Natural-language object grounding data
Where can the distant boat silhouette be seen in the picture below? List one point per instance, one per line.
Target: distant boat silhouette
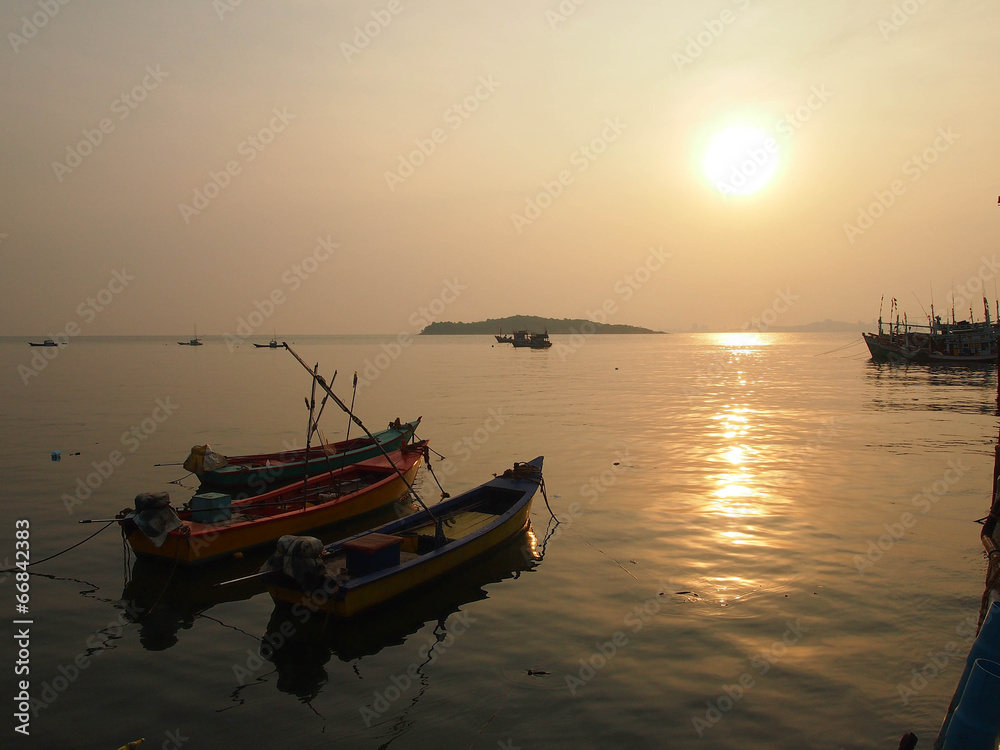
(193, 342)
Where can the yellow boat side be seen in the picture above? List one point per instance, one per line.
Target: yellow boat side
(347, 601)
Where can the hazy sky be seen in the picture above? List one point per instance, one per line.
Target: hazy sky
(342, 165)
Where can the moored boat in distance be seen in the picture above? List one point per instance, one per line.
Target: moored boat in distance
(192, 342)
(255, 472)
(364, 571)
(213, 526)
(525, 339)
(938, 342)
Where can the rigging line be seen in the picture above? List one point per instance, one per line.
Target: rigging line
(46, 559)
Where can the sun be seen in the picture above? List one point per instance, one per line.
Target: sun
(741, 160)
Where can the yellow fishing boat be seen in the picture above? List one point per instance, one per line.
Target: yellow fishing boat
(366, 570)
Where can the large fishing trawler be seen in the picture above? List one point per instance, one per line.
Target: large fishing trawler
(937, 342)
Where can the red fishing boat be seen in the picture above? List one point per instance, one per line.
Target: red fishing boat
(213, 526)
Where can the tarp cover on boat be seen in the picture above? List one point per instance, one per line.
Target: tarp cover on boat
(154, 516)
(202, 458)
(298, 558)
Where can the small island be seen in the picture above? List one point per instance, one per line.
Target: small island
(527, 323)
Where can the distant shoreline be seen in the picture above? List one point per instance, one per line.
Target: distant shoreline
(532, 324)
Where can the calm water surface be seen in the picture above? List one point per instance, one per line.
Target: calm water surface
(763, 543)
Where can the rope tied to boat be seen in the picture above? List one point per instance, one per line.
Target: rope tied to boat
(46, 559)
(430, 468)
(530, 472)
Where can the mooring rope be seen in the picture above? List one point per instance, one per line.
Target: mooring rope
(46, 559)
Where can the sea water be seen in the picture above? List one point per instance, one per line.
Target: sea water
(766, 541)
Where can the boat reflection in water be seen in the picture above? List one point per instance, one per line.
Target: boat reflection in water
(300, 643)
(165, 601)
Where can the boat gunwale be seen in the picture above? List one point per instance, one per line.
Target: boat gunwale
(421, 518)
(196, 528)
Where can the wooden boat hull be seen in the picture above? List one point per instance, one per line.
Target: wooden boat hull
(200, 543)
(256, 472)
(368, 592)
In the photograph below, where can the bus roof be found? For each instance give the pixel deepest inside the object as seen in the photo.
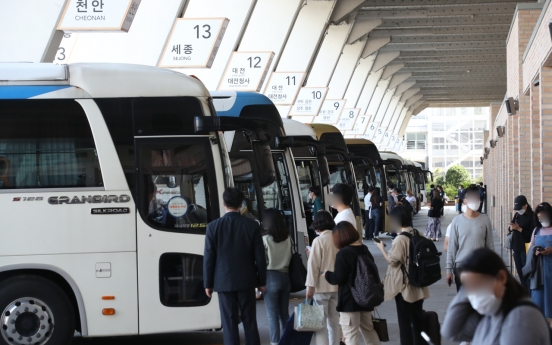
(94, 80)
(296, 128)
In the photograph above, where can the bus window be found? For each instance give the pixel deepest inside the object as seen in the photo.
(176, 182)
(47, 144)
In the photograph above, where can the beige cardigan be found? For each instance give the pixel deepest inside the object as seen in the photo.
(321, 259)
(395, 282)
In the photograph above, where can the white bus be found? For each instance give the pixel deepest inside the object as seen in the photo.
(106, 189)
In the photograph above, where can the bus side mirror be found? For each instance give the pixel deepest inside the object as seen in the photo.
(264, 164)
(324, 170)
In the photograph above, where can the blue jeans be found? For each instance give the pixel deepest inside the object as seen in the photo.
(377, 216)
(277, 302)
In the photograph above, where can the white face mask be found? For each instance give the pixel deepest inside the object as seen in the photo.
(485, 302)
(473, 206)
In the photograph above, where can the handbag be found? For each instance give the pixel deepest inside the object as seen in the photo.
(297, 271)
(309, 317)
(380, 326)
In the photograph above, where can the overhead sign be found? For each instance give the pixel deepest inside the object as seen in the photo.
(330, 111)
(246, 71)
(386, 138)
(193, 42)
(360, 125)
(283, 87)
(98, 15)
(378, 137)
(347, 119)
(371, 130)
(303, 119)
(309, 101)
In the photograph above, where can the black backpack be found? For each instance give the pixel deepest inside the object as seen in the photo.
(424, 264)
(367, 289)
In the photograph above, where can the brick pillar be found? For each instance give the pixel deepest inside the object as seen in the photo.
(534, 130)
(546, 132)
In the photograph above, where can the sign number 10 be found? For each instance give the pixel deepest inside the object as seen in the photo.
(207, 31)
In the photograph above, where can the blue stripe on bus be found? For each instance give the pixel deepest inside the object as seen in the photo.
(243, 99)
(27, 91)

WHAT THE EXERCISE ASKS:
Reproduce the data above in full, exactly, with the images removed.

EXERCISE ANSWER:
Where can the distant boat silhouette be seen in the picture below? List one point per instance, one per line.
Target: distant boat silhouette
(193, 342)
Where can the yellow boat side be seen in the picture above? List one point per instance, one per line.
Target: yellow boat side
(347, 601)
Where can the hazy sky be seen in the picture above? List one point per instance, one per line.
Target: hazy sky
(342, 165)
Where can the moored boat in distance be seen in the picture above? List one point per instance, one per line.
Target: moored boat in distance
(192, 342)
(255, 472)
(364, 571)
(213, 526)
(525, 339)
(938, 342)
Where can the rigging line be seen in the picture above? List one point per instance, one per line.
Target: rigging line
(46, 559)
Where can the sun be seen in the picture above? List one point per instance, one per line.
Target: sun
(741, 160)
Where can the yellow fishing boat be seen in the picture above? List one point per instance, one per line.
Target: yellow fishing boat
(366, 570)
Where can the large fishing trawler be seen in the picture above? List one point per instance, one per line.
Target: large fishing trawler
(937, 342)
Where can the red fishing boat be seen in the picture above? List one point per instance, one per line.
Target: red fishing boat
(213, 526)
Where can the tarp cover on boat be seen in the picture above? List one point per instance, one per line.
Target: tarp cover on boat
(154, 516)
(202, 458)
(298, 558)
Where can the small island be seen in the picture above? List one point per instance, one per line.
Target: small island
(527, 323)
Where can the distant shoreline be seen in the picture above? List one point per instance, one per line.
Target: distant shoreline
(532, 324)
Where can the calm water surface be seen in the picture above? List one point per instance, one per line.
Target: calm water surface
(763, 543)
Where can the rope tied to boat be seen in the picture above? List one point per instance, one per line.
Target: rope tied to boat
(46, 559)
(430, 468)
(530, 472)
Where can the mooring rope be seen in the picture above? List one point per instance, one per line.
Target: mooring rope
(46, 559)
Where can the sea water be seen in the picture above? List one point per instance, one per line.
Target: sea water
(766, 541)
Where can the boat reflection in water be seen in the picture above? List one point per instance, one per line.
Target: boat reflection in water
(300, 643)
(165, 601)
Where can the boat gunwale be seen in the picture above? List one point per instance, one per line.
Target: boat gunwale
(421, 518)
(196, 528)
Where can the wooden boat hull be seen in the picture above? List one point per instance, one per line.
Target: wooden boat hull
(200, 543)
(256, 472)
(368, 592)
In the photograph below, where can the bus roof be found? For each instance give the pixel deepest inside the object as seen in the photo.
(94, 80)
(296, 128)
In the photograph above, where can the bus window be found? For each instance give the pixel deepest inside the object as seen in the photo.
(176, 182)
(47, 144)
In the photograph above, where can the beige cardigan be found? For each instance give the pixel deepest inside the object as seen in the photo.
(321, 259)
(395, 282)
In the photograph above, where can the white bus be found? For each instance give the pixel deepest inside the object as seen in the photo.
(106, 189)
In the photograph above, where can the bus side mirror be found? For each instance give the pixel deepest inside the object as seen in the photo.
(264, 164)
(324, 170)
In the photograph above, where can the blue jeans be found? For each instance give the pixel deepest inside the object as seen in the photo.
(377, 216)
(277, 302)
In the photograph above, where can the white face mask be found? For each instance give the pixel deepest inside the object as seen in the photo.
(485, 302)
(473, 206)
In the photograph above, where can the handbag be found? For each instance give the pixel deepest inside the object as seen in the photo.
(297, 271)
(309, 317)
(380, 326)
In the photograph above, where can the overhead sign be found? For each instance give the pixel deepest inside the object as seen in the photo.
(330, 111)
(246, 71)
(386, 138)
(193, 42)
(360, 125)
(283, 87)
(98, 15)
(378, 137)
(347, 119)
(371, 130)
(303, 119)
(309, 101)
In the photograph above, where can the black backpack be found? For each instance give the pixel deepest inside the object as seen in the photo.
(424, 264)
(367, 289)
In the photograph above, where can the brick pillar be found? For each instance give the pixel deepest inside the object as seen in the photo.
(534, 130)
(546, 132)
In the photograph above, where can the sign number 10 be found? For each instance give the pixel deepest inside the object as seen in the photo.
(207, 31)
In the photograph above, where can the blue stripe on bus be found? For each instance give the pixel deepest inside the object as seen in the photo.
(243, 99)
(27, 91)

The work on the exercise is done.